Задание >>
Ответьте на вопросы по беседе о Маяковском из отрывка ниже, пометив каждый ответ той же буквой.
(а) С кем, по словам из первого абзаца отрывка, можно провести параллель?
(б) Что, по словам А. В. Лентулова, всегда звучало у Маяковского по отношению к «Бубновому валету»?
(в) Куда, согласно последней реплике отрывка, Маяковский предлагал поехать и что там, по его словам, давно показано?

+++ Отрывок +++

Эта вещь построена больше на монологе. Он должен был сам играть поэта. Это специфическая острая форма литературного творчества, которая не имеет никакой аналогии в мировой литературе. Только, пожалуй, можно параллель тут провести с фантастами. Это то, что у нас был социализм утопический перед переходом к реализму, какая-то мечта о новой жизни. Поэтому город представлялся не просто благоустроенным учреждением, а почти фантастической картиной. Ну что же, это как миф: слово рождает дело. И это была правильная дорога, по которой Маяковский шел определенной, верной поступью до самых последних своих литературных работ.

B. О. Перцов. А приходилось вам с ним беседовать на живописные темы в ту пору?

A. В. Лентулов. Приходилось. Точно вспомнить его выражений я не могу, но некоторая ирония у него звучала всегда и по отношению к «Бубновому валету».

B. О. Перцов. Хотя из групп того времени он больше всего симпатизировал «Бубновому валету», какая-то дистанция все-таки была?

A. В. Лентулов. Нет, я вам больше скажу. Если не сфорсировать тут событий, я бы мог сказать, что он все-таки не без иронии относился ко всем этим острым левым течениям.

Видите ли, Маяковский всегда занимал позицию не активного участия в той или иной линии живописи.

Между прочим, из его уст никто не знал, что он был художником. При разговоре с друзьями он никогда об этом не говорил.

B. О. Перцов. Не афишировал.

A. В. Лентулов. Может быть, даже не любил вспоминать, как некую неудачу. Все-таки это же не вышло у него, ведь мечтал-то он быть художником. Помню, он говорил: «Ну, птичка, хорошо, довольно! Вы о себе говорите больше», когда я просил его нарисовать что-нибудь. На эту тему не любил говорить, устранялся.

А искусство любил всегда.

А может быть, как профессионал, как мастер, как личность, которая признавала только высокую сферу профессионализма в деле, он всякое дилетантство ненавидел всеми фибрами души и среди художников не любил говорить об этом.

Все я никак не могу вспомнить. Об искусстве он говорил всегда так: он всегда вышучивал два спорящих настроения, он всегда занимал позицию задирщиков: «Ну что вы, душечка! У вас же в „Бубновом валете“ всякие передвижники, разные Кончаловские. Ну какого вы черта! Все же это старые штуки. Поезжайте в Париж, там на Монмартре давно уж все это показано».

+++ Показанные записи +++

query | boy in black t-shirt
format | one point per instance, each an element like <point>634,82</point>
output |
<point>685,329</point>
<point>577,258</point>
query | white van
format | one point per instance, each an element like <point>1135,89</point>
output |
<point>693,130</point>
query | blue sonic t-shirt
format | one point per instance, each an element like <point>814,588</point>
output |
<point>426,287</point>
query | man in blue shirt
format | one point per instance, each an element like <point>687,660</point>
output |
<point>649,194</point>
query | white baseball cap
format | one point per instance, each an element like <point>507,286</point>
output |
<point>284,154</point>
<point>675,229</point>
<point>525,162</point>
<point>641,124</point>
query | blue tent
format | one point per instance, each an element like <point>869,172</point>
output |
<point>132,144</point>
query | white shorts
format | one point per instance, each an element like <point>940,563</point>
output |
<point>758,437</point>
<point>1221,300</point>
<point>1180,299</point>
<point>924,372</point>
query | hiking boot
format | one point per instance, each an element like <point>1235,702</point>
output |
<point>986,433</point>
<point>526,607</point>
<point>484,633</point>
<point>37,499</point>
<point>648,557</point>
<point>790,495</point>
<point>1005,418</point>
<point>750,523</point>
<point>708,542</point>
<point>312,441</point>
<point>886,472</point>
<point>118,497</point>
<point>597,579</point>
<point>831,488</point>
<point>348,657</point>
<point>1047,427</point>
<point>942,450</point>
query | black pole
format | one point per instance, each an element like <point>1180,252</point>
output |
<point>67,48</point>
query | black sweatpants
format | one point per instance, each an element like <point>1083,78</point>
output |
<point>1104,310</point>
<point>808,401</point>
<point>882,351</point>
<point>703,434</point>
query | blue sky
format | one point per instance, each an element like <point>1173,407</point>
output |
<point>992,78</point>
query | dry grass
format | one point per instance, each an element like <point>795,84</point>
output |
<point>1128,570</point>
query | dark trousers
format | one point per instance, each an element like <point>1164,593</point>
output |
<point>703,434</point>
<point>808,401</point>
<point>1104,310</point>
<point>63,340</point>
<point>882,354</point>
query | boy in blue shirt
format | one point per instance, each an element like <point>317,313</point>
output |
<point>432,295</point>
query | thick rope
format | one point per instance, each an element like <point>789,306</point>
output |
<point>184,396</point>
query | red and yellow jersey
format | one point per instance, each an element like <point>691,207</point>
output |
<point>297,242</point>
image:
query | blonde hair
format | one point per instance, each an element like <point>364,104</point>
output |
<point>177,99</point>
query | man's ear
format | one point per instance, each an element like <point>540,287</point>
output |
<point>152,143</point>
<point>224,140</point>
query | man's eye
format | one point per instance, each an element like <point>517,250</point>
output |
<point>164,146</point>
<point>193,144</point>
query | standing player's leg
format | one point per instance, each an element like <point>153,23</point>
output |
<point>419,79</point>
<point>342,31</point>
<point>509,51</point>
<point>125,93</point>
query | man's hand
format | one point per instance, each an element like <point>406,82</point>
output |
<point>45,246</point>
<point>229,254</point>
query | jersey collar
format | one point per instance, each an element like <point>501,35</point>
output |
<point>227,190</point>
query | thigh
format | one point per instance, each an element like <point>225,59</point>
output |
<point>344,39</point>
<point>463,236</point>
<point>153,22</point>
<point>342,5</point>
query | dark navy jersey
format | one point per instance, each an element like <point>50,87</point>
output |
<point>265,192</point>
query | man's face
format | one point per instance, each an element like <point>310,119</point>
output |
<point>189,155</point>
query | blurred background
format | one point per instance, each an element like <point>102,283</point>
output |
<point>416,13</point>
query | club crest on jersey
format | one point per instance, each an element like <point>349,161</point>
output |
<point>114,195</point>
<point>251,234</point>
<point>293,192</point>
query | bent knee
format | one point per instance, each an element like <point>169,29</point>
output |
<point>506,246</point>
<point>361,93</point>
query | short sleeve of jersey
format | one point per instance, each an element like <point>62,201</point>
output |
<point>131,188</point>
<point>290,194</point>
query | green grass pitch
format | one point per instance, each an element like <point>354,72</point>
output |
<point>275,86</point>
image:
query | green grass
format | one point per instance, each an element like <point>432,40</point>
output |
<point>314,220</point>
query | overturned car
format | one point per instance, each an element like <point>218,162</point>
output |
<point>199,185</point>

+++

Полный ответ >>
(а) С фантастами.
(б) Некоторая ирония.
(в) В Париж: там на Монмартре давно уже всё это показано.